⟨

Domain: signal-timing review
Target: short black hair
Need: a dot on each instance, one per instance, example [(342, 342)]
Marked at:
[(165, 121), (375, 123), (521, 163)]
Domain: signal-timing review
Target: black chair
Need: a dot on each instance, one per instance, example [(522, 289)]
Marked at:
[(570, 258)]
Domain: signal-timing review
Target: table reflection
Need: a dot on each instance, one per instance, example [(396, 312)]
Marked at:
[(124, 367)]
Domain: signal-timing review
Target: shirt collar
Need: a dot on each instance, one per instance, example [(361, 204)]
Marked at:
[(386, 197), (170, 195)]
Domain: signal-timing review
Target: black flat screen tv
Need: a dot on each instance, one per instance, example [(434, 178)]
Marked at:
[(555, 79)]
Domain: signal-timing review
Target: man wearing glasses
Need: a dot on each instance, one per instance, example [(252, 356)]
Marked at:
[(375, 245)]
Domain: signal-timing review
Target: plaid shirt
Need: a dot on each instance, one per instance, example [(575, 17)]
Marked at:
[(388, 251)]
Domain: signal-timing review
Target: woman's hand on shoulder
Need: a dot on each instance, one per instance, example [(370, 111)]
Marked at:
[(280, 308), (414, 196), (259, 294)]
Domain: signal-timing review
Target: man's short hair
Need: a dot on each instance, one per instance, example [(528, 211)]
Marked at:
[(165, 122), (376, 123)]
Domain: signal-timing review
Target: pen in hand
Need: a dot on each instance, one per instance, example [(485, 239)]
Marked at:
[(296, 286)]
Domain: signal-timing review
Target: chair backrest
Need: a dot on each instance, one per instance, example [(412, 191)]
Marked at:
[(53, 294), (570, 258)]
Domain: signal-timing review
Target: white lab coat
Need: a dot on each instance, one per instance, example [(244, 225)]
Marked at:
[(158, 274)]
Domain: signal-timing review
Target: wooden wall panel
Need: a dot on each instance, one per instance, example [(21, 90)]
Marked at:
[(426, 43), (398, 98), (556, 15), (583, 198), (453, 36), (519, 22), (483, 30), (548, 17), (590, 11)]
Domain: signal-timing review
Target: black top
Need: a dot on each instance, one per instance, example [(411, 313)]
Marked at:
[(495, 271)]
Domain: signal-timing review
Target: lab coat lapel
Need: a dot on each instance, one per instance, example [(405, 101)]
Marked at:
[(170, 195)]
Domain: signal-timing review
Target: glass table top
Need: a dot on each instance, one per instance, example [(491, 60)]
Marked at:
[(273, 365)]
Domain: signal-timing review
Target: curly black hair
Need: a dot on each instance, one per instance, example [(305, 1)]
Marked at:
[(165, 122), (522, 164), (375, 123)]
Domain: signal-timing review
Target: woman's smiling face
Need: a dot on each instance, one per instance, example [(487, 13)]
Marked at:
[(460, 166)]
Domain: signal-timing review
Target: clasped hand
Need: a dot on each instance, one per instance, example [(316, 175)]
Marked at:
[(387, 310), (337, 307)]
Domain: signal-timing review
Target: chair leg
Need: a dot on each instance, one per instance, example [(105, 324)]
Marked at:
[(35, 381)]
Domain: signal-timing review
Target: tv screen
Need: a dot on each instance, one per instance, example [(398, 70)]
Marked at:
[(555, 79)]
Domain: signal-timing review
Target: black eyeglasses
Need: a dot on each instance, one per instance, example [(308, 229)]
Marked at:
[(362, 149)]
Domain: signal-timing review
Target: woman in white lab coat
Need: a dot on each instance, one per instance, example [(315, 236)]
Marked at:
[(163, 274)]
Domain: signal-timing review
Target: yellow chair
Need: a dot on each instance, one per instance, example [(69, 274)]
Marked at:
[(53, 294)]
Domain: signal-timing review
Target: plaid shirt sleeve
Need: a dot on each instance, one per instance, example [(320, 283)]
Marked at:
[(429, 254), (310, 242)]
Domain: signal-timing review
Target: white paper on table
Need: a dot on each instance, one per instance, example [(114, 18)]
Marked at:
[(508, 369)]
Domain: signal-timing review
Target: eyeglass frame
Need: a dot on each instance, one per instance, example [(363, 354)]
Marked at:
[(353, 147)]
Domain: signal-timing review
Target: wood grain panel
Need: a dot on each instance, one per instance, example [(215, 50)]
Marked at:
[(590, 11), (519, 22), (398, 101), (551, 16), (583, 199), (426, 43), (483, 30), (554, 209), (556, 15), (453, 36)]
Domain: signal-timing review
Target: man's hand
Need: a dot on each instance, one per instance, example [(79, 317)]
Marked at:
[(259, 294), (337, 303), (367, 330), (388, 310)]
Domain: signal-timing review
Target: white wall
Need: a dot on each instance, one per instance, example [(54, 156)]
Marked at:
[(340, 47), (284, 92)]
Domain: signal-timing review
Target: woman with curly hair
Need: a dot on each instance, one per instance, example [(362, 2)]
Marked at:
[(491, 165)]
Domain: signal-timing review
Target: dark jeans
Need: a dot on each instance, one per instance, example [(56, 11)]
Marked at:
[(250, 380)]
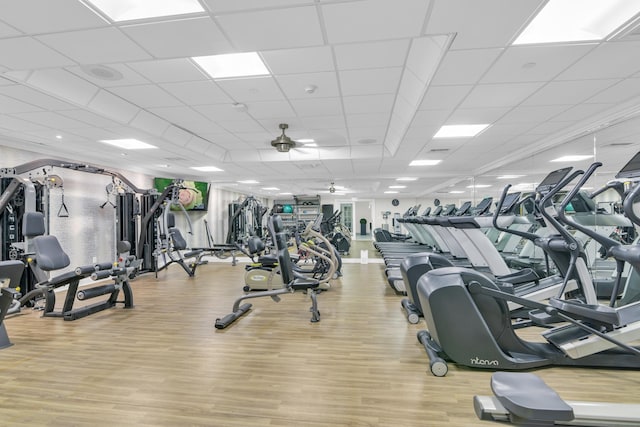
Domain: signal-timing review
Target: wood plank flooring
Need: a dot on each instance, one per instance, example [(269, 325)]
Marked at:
[(163, 363)]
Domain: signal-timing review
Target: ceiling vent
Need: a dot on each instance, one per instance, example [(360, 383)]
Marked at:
[(283, 143)]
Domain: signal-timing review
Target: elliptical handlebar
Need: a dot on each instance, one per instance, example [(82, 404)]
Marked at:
[(605, 241), (627, 205), (556, 224), (496, 214)]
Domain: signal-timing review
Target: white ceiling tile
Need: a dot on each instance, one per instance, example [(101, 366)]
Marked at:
[(444, 97), (534, 63), (462, 67), (259, 30), (270, 109), (94, 74), (197, 92), (369, 82), (499, 95), (146, 96), (609, 60), (19, 125), (383, 54), (24, 53), (45, 16), (367, 120), (245, 125), (6, 31), (220, 113), (180, 38), (32, 96), (233, 5), (50, 119), (168, 70), (293, 85), (252, 89), (178, 115), (477, 115), (581, 112), (89, 118), (149, 123), (11, 105), (536, 114), (317, 106), (323, 122), (618, 93), (63, 84), (368, 103), (568, 92), (373, 20), (98, 46), (489, 23), (113, 107), (301, 60)]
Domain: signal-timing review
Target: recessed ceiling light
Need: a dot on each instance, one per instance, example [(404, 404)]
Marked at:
[(232, 65), (510, 176), (572, 158), (206, 168), (127, 10), (128, 144), (460, 131), (424, 162), (577, 20)]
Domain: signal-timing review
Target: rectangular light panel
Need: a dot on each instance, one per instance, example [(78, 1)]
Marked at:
[(578, 20), (460, 131), (574, 158), (424, 162), (206, 168), (232, 65), (128, 10), (128, 144)]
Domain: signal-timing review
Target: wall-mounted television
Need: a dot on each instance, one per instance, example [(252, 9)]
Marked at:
[(193, 196)]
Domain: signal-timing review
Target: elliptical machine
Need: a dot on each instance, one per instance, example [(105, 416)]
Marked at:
[(594, 335)]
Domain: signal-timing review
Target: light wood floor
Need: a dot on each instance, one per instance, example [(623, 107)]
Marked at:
[(163, 363)]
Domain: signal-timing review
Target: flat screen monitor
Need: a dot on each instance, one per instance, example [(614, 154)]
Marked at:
[(483, 207), (552, 179), (509, 202), (193, 196), (631, 169)]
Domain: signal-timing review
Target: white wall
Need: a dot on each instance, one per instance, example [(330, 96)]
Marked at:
[(89, 231)]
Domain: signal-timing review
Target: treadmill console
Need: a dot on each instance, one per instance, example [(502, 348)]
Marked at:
[(631, 169), (552, 180)]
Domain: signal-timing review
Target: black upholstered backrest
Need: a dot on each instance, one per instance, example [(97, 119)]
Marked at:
[(11, 273), (280, 240), (48, 253), (179, 242), (33, 224)]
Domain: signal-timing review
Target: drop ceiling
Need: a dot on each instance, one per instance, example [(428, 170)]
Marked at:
[(386, 75)]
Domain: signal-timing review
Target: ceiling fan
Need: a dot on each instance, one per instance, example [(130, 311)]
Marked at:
[(283, 143)]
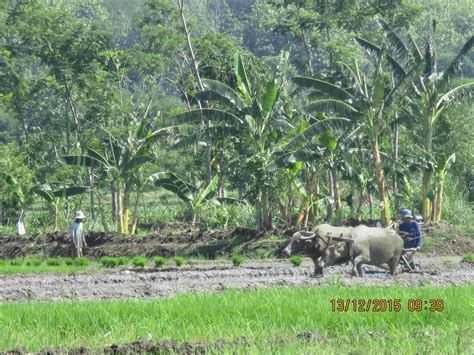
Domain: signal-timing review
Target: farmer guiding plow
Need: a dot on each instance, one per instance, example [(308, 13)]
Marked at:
[(77, 233)]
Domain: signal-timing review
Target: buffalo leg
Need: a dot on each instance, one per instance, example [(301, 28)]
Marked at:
[(358, 262)]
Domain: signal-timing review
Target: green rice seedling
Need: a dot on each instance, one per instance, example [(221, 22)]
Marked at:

⟩

_Task details_. Filter the entries by the string "shirt" and copy each matching line.

_Problem solution_.
Target: shirt collar
Target: plaid shirt
Target: plaid shirt sleeve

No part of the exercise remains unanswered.